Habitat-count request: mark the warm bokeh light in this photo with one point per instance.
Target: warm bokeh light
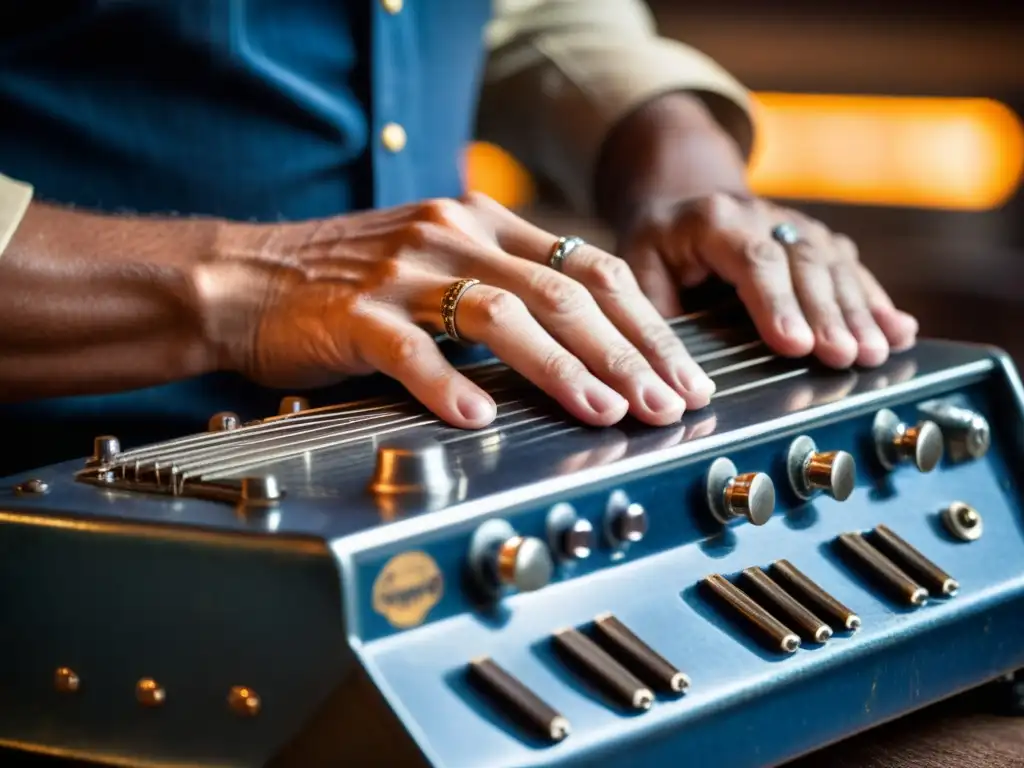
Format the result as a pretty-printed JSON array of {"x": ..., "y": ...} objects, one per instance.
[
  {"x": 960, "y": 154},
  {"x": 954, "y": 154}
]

——

## Written exercise
Copy every line of the material above verbatim, but leave the picture out.

## Full response
Habitat-count request: mark the warm bokeh light in this photo with one point per instance.
Target: warm bokeh light
Format the result as a pretty-printed JSON array of {"x": ..., "y": ...} objects, one per instance.
[
  {"x": 960, "y": 154},
  {"x": 954, "y": 154}
]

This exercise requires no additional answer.